> [Written problem] Please return every one of the following entries word for word, changing nothing.

> [Provided records]
########################################

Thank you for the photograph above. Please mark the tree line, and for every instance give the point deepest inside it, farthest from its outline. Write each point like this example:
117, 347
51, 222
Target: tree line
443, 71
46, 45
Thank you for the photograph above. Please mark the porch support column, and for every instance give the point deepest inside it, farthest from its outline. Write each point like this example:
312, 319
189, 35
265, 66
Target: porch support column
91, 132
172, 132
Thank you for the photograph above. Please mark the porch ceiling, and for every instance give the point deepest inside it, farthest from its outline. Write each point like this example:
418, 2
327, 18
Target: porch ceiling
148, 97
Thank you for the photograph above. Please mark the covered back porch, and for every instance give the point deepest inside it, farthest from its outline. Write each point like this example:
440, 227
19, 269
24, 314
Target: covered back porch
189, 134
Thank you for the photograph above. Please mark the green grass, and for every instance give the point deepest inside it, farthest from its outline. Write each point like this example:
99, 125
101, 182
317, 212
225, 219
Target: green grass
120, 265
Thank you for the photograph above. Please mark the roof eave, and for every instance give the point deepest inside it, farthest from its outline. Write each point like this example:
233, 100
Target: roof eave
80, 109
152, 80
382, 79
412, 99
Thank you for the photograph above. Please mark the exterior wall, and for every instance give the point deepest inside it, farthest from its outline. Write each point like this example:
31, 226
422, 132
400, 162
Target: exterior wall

########################################

> [The completed task]
Thank you for the photograph above. Please mark the tree line, and for every instance give the point deepest inside it, farthest from its outline. Write each point like this example:
117, 347
51, 222
Target: tree line
443, 71
46, 45
Thank you for the photograph above. Please mark the porch support column, and for every instance give the point deepest inside it, farthest from its outline. Write each point like this example:
312, 319
189, 35
265, 66
Target: porch support column
91, 132
172, 132
Thank you for the photograph above. Please mark the porch ceiling, and for every instance give the point deepest inside it, farthest from its outline. Write each point like this example:
418, 2
327, 18
Target: porch ceiling
148, 97
Thank you for the photograph above. Please mark the covered back porch, and for every instance give the point deepest inside it, farthest from its outline. Write each point like this example:
440, 227
19, 269
24, 314
Target: covered back porch
189, 134
Thank you for the photograph above. Please mark the green grass, and for every instance give the point deepest inside it, farthest from its outline. Write each point like this example:
99, 125
101, 182
317, 212
225, 219
Target: green grass
120, 265
Thank you for the photograph above. Please mark the roof eave, and for every instance give the point deepest inside it, farthest from its outline. Write each point like this example:
233, 100
Target: roof eave
80, 109
152, 80
382, 79
412, 99
Thank you for the photograph above. Please mark the exterior wall, and for every instance give the point deepest inside it, farthest from its outline. Write each point like this example:
31, 226
422, 132
400, 162
Target: exterior wall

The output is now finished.